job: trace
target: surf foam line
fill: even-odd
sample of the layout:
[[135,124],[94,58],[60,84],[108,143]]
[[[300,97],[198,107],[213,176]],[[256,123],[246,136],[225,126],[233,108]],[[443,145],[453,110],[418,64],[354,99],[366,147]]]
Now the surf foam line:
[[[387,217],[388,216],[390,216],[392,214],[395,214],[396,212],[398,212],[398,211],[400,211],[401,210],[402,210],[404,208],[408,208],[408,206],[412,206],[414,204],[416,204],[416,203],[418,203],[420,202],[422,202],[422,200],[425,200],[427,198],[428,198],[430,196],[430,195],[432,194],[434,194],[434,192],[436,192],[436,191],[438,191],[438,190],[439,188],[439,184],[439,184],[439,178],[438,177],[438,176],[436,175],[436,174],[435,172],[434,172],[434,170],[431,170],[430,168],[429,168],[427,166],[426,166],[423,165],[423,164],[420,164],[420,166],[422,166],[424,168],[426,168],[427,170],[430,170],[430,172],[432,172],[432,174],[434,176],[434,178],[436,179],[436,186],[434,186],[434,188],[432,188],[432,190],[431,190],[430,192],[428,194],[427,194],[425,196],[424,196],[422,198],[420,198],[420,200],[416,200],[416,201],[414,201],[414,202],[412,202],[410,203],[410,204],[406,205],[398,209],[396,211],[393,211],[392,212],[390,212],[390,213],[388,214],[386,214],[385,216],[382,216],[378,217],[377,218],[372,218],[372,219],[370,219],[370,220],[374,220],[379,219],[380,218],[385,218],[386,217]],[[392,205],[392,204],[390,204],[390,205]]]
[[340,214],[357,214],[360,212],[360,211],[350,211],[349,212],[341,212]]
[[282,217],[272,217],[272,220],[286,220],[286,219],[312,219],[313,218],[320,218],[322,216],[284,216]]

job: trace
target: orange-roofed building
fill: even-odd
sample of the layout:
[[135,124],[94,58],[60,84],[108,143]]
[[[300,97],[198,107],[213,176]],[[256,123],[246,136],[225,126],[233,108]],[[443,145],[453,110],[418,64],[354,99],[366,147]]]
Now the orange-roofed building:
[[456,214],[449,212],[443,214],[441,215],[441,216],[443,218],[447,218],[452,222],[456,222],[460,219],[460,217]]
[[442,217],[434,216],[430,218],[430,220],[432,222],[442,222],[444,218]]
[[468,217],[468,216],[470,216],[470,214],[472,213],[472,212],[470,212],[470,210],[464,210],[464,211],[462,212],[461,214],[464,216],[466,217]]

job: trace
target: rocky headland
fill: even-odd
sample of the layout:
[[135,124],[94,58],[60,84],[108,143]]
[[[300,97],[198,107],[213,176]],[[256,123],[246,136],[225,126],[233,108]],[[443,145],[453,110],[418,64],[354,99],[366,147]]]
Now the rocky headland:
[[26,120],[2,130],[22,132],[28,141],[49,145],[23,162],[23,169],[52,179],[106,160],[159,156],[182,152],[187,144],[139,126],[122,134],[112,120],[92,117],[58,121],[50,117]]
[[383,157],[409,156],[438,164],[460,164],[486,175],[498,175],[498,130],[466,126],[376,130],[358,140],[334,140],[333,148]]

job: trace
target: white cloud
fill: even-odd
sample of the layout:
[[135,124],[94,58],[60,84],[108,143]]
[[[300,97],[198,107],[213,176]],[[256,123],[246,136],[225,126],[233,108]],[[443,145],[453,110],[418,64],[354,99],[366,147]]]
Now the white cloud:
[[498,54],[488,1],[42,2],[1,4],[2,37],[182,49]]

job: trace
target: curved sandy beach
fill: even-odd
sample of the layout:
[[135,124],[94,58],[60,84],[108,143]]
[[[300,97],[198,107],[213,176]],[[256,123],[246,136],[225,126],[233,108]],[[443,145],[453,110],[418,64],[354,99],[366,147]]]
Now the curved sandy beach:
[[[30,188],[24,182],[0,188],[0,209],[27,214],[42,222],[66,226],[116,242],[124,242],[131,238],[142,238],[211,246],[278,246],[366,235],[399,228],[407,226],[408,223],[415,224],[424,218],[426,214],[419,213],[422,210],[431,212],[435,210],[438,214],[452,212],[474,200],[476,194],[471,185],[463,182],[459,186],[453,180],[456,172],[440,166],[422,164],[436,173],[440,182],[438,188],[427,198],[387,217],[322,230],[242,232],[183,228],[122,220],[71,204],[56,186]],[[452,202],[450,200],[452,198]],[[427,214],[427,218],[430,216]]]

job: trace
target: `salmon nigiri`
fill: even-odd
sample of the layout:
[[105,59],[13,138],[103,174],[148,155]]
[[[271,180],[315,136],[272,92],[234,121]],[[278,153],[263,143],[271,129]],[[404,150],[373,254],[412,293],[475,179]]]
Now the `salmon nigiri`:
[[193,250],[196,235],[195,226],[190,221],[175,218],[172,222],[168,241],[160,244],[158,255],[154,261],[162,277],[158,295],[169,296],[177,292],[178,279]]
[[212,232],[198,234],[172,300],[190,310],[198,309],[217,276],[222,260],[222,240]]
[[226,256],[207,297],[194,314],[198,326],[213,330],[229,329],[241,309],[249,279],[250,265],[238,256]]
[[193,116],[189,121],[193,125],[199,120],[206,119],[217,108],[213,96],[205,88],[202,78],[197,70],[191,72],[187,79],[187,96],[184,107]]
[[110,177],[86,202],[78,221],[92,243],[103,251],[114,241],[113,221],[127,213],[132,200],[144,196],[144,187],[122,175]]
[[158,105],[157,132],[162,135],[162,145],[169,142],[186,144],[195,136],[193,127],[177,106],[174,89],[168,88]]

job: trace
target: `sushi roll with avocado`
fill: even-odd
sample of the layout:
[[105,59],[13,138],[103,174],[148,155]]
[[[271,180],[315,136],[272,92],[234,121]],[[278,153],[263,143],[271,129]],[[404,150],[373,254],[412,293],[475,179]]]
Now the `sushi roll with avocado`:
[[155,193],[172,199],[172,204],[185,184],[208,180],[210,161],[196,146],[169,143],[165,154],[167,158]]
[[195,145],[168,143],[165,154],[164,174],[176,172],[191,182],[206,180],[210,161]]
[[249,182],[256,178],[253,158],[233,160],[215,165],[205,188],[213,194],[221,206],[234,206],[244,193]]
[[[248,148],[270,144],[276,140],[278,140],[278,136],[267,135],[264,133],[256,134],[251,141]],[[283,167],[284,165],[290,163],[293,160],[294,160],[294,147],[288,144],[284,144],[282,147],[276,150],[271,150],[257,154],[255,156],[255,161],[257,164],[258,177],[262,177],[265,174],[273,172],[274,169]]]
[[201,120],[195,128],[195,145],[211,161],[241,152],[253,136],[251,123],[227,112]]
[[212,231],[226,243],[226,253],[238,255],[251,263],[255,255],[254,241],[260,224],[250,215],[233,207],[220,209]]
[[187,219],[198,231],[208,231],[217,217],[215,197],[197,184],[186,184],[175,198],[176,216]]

◆ ◆ ◆ ◆ ◆ ◆ ◆

Please update the items starting at the first line and ending at the line containing "Now the surf", replacing "even-odd" with "nonzero" and leaving everything else unchanged.

RESULT FOR THIS EXERCISE:
job: trace
target: surf foam line
fill: nonzero
sample of the layout:
[[135,124],[94,58],[60,84],[108,143]]
[[[300,97],[198,107],[213,176]],[[256,123],[246,136],[225,126],[233,108]],[[443,145],[453,110],[418,64],[354,99],[366,147]]]
Now the surf foam line:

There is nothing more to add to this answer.